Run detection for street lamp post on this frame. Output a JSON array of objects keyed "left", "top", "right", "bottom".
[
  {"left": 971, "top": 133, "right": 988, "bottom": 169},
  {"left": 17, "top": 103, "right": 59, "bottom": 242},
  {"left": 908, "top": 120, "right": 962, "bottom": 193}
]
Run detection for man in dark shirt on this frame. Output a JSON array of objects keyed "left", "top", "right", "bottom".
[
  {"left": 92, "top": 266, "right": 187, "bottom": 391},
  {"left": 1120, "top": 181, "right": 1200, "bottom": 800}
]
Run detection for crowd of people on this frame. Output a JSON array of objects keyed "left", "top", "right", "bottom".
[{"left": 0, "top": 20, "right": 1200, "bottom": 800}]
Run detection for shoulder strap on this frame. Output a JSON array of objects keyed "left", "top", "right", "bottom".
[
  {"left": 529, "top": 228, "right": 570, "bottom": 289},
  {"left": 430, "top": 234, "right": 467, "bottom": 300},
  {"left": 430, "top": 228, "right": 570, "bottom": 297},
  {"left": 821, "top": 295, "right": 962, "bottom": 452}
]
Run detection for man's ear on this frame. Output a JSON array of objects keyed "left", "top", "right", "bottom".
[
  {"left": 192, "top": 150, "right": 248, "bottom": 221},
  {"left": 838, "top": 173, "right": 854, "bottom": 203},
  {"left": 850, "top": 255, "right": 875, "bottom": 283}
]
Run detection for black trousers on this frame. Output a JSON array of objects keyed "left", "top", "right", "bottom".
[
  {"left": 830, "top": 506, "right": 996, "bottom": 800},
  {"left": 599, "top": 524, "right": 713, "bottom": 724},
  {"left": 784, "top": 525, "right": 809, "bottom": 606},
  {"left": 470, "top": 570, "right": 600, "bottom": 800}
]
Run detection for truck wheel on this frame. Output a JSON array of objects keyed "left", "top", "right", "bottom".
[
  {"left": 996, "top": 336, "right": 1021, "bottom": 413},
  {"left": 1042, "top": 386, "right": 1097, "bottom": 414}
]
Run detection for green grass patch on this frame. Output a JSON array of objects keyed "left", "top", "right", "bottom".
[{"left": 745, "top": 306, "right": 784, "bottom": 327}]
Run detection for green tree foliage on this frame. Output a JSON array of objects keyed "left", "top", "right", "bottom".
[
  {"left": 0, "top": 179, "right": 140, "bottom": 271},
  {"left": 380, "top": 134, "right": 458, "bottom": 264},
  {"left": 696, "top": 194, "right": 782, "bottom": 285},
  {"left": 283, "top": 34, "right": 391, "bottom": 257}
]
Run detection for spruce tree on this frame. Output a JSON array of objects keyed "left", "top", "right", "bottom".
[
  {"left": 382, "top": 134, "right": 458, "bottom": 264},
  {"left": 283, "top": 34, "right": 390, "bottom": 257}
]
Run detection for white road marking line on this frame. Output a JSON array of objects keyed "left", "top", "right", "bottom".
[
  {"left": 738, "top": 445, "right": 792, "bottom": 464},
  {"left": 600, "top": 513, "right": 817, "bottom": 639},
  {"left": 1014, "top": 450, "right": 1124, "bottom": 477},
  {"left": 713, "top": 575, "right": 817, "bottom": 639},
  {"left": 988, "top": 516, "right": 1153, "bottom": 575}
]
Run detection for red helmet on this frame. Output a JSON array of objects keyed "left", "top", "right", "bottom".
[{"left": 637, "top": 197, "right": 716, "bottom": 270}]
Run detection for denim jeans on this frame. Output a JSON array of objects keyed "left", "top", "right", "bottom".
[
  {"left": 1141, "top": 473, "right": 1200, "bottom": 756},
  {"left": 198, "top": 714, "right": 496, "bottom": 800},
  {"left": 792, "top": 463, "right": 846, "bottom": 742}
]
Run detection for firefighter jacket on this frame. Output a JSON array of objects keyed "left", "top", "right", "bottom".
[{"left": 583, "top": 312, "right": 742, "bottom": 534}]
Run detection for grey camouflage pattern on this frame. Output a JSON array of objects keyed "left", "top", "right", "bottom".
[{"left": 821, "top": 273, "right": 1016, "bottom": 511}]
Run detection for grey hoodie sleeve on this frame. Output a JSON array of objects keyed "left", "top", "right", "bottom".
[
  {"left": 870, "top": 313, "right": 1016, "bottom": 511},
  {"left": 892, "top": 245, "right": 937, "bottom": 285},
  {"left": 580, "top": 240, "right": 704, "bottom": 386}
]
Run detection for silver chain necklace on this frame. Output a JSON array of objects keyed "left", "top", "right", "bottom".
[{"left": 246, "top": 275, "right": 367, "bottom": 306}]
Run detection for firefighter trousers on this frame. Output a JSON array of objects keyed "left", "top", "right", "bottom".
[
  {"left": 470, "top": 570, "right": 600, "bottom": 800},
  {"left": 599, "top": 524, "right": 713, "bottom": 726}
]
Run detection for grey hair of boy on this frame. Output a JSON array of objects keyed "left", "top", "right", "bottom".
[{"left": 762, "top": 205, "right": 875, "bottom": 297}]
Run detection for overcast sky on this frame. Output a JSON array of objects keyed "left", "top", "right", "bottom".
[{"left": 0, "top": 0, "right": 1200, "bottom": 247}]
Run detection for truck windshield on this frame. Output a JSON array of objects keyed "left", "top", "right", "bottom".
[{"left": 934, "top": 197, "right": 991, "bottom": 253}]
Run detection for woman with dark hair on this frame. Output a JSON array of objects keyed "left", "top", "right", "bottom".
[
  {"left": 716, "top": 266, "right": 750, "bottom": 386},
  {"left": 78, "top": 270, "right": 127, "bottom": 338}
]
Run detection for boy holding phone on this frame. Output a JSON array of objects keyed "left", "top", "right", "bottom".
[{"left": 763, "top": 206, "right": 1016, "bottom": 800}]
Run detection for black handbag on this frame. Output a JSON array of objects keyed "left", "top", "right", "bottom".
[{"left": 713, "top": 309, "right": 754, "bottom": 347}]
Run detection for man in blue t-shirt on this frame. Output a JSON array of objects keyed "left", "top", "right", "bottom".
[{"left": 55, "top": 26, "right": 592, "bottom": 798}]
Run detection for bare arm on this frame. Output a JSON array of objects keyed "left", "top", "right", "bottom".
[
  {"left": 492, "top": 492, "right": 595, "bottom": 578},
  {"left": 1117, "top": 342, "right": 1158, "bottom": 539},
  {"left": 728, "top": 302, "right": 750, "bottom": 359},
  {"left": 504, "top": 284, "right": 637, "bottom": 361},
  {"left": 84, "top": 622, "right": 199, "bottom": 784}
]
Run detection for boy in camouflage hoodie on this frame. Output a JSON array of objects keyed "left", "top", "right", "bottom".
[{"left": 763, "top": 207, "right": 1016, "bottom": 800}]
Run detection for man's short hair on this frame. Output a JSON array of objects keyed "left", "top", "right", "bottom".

• **Objective**
Reproduce the listing above with every "Run detection" swapped for "Perform detection", leaving all other text untouched.

• **Solved problem**
Perform detection for street lamp post on this frame. Output a JSON array of objects keyed "left", "top", "right", "bottom".
[
  {"left": 971, "top": 133, "right": 988, "bottom": 169},
  {"left": 17, "top": 103, "right": 59, "bottom": 242},
  {"left": 908, "top": 120, "right": 962, "bottom": 193}
]
Perform detection for man in dark shirt on this frame. Output a JSON array of objects keyed "left", "top", "right", "bottom".
[
  {"left": 92, "top": 266, "right": 187, "bottom": 391},
  {"left": 1120, "top": 181, "right": 1200, "bottom": 800}
]
Perform detection for crowd of people on this frame. Output a JSON array of objects keyed "left", "top", "right", "bottom".
[{"left": 0, "top": 20, "right": 1200, "bottom": 800}]
Perform detection for shoulder strap on this frame. Output a JSON array of objects keyed "left", "top", "right", "bottom".
[
  {"left": 529, "top": 228, "right": 570, "bottom": 289},
  {"left": 430, "top": 234, "right": 467, "bottom": 300},
  {"left": 430, "top": 228, "right": 570, "bottom": 297},
  {"left": 821, "top": 295, "right": 962, "bottom": 452}
]
Perform detection for man's ear on this frame. Output a JSON array of objects keyed "left", "top", "right", "bottom".
[
  {"left": 192, "top": 150, "right": 248, "bottom": 221},
  {"left": 838, "top": 173, "right": 854, "bottom": 203},
  {"left": 850, "top": 255, "right": 875, "bottom": 283}
]
Perform detection for black trousers on this frame. Output a JSON array of objects keyed "left", "top", "right", "bottom".
[
  {"left": 830, "top": 506, "right": 996, "bottom": 800},
  {"left": 599, "top": 524, "right": 713, "bottom": 724},
  {"left": 784, "top": 525, "right": 809, "bottom": 606},
  {"left": 470, "top": 570, "right": 600, "bottom": 800}
]
Perform detection for truck wheel on this frame. Output a JSON array of objects keyed "left", "top", "right", "bottom".
[
  {"left": 996, "top": 336, "right": 1021, "bottom": 413},
  {"left": 1042, "top": 386, "right": 1097, "bottom": 414}
]
Perform detection for green grass patch on this frame. Output a JSON array of objects keyed "left", "top", "right", "bottom".
[{"left": 745, "top": 306, "right": 784, "bottom": 327}]
Perform detection for green tree foliage on this frame. Output a JSON array of objects keyed "left", "top", "right", "bottom".
[
  {"left": 0, "top": 179, "right": 140, "bottom": 271},
  {"left": 380, "top": 134, "right": 458, "bottom": 264},
  {"left": 696, "top": 194, "right": 782, "bottom": 285},
  {"left": 283, "top": 34, "right": 391, "bottom": 257}
]
Perform detection for spruce tree on this frame. Output a JSON array of objects keyed "left", "top", "right", "bottom".
[
  {"left": 382, "top": 134, "right": 458, "bottom": 264},
  {"left": 283, "top": 34, "right": 390, "bottom": 257}
]
Perform detection for white road marking line on this frame. Output a JSON array of objects keyed "left", "top", "right", "bottom".
[
  {"left": 738, "top": 445, "right": 792, "bottom": 464},
  {"left": 600, "top": 513, "right": 817, "bottom": 639},
  {"left": 1014, "top": 450, "right": 1124, "bottom": 477},
  {"left": 713, "top": 575, "right": 817, "bottom": 639},
  {"left": 988, "top": 516, "right": 1153, "bottom": 575}
]
Perform detection for red helmet on this frame. Output a JSON array of objects keyed "left", "top", "right", "bottom".
[{"left": 637, "top": 197, "right": 716, "bottom": 270}]
Perform detection for denim jeans on this frame. Output a JSON array of objects keyed "left", "top", "right", "bottom".
[
  {"left": 1141, "top": 473, "right": 1200, "bottom": 756},
  {"left": 198, "top": 714, "right": 496, "bottom": 800},
  {"left": 792, "top": 463, "right": 846, "bottom": 742}
]
Perform detection for firefighter jacket on this frame. Output a JSON array of objects keyed "left", "top", "right", "bottom".
[{"left": 583, "top": 312, "right": 742, "bottom": 534}]
Perform detection for grey camouflage pattern on this frame. Output a JSON array of objects keyed "left", "top", "right", "bottom".
[{"left": 821, "top": 273, "right": 1016, "bottom": 511}]
Perform detection for grey hoodie sleeve on this frame. Output a JSON array of objects keyed "left", "top", "right", "bottom".
[
  {"left": 870, "top": 313, "right": 1016, "bottom": 511},
  {"left": 892, "top": 245, "right": 937, "bottom": 285},
  {"left": 580, "top": 240, "right": 704, "bottom": 386}
]
Perform detection for silver chain necklace on this frame. Output a JSON array of objects keyed "left", "top", "right", "bottom".
[{"left": 246, "top": 275, "right": 367, "bottom": 306}]
Perform detection for firefighter trousers on this frame. Output a JSON array of objects keyed "left", "top", "right", "bottom".
[
  {"left": 470, "top": 570, "right": 600, "bottom": 800},
  {"left": 599, "top": 524, "right": 713, "bottom": 726}
]
Perform detection for grey hair of boy on this frame. Output a JSON array of objects keyed "left", "top", "right", "bottom".
[{"left": 762, "top": 205, "right": 875, "bottom": 297}]
Perform detection for overcast sky on this frame. Output a JSON array of objects keyed "left", "top", "right", "bottom".
[{"left": 0, "top": 0, "right": 1200, "bottom": 247}]
Perform detection for truck windshield on this frame. Output a JSON array of objects keyed "left", "top", "right", "bottom".
[{"left": 934, "top": 197, "right": 991, "bottom": 253}]
Perform detection for woman with dark hair on this frame. Output a JSON array of objects keyed "left", "top", "right", "bottom".
[
  {"left": 716, "top": 266, "right": 750, "bottom": 386},
  {"left": 78, "top": 270, "right": 127, "bottom": 338}
]
Perform detection for boy holding phone on this frame. Output a JSON array of objects keyed "left", "top", "right", "bottom".
[{"left": 763, "top": 206, "right": 1016, "bottom": 800}]
Perform detection for black handbag on this frame. Output a JSON array of objects keyed "left", "top", "right", "bottom".
[{"left": 713, "top": 309, "right": 754, "bottom": 347}]
Perform detection for man in blue t-shirt on this frame. Output a JSON array of objects keyed "left", "top", "right", "bottom".
[{"left": 55, "top": 26, "right": 592, "bottom": 798}]
Perform detection for bare arm on this frame. Output a JSON array of objects keyed "left", "top", "right", "bottom".
[
  {"left": 492, "top": 492, "right": 595, "bottom": 578},
  {"left": 1117, "top": 342, "right": 1158, "bottom": 539},
  {"left": 728, "top": 302, "right": 750, "bottom": 359},
  {"left": 504, "top": 284, "right": 637, "bottom": 361},
  {"left": 84, "top": 622, "right": 199, "bottom": 784}
]
Perform detection for boy in camouflage hoodie on this frame. Output a JSON array of objects keyed "left", "top", "right", "bottom".
[{"left": 763, "top": 207, "right": 1016, "bottom": 800}]
Perform detection for man's short hair on this frame. Output a JSON array of objects keyed "left", "top", "right", "bottom".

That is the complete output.